Task goal – Switch "partially hidden" to "partly obscured" everywhere in the lines below, and leave everything else unchanged.

Records shown –

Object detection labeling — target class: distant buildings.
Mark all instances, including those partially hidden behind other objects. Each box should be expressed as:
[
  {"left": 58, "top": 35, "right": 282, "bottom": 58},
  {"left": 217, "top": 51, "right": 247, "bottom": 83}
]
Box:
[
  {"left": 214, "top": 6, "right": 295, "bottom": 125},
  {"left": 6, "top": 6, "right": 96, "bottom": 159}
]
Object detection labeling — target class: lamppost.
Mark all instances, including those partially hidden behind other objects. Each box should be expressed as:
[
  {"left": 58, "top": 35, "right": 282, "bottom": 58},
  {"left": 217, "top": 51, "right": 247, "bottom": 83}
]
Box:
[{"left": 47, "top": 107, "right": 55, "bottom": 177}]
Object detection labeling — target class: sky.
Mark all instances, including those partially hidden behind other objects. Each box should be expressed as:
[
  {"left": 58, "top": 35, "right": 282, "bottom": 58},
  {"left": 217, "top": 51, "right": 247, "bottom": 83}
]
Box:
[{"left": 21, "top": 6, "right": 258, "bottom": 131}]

Solution to the problem –
Object detection labeling — target class: distant buildings.
Mark all instances, including those partly obscured behind other objects. Each box should be expressed as:
[
  {"left": 58, "top": 35, "right": 282, "bottom": 58},
  {"left": 217, "top": 51, "right": 247, "bottom": 83}
]
Box:
[
  {"left": 214, "top": 6, "right": 295, "bottom": 125},
  {"left": 6, "top": 6, "right": 96, "bottom": 159}
]
Object detection labeling — target class: lamppost.
Mark all instances, including those partly obscured behind other objects. Each box should be expressed as:
[
  {"left": 58, "top": 35, "right": 282, "bottom": 58},
  {"left": 217, "top": 51, "right": 247, "bottom": 83}
]
Box:
[{"left": 47, "top": 107, "right": 55, "bottom": 177}]
Object detection labeling — target class: sky.
Mark all instances, including those partly obscured behind other objects. Each box should be expressed as:
[
  {"left": 58, "top": 35, "right": 282, "bottom": 58},
  {"left": 217, "top": 51, "right": 247, "bottom": 83}
]
Box:
[{"left": 21, "top": 6, "right": 258, "bottom": 131}]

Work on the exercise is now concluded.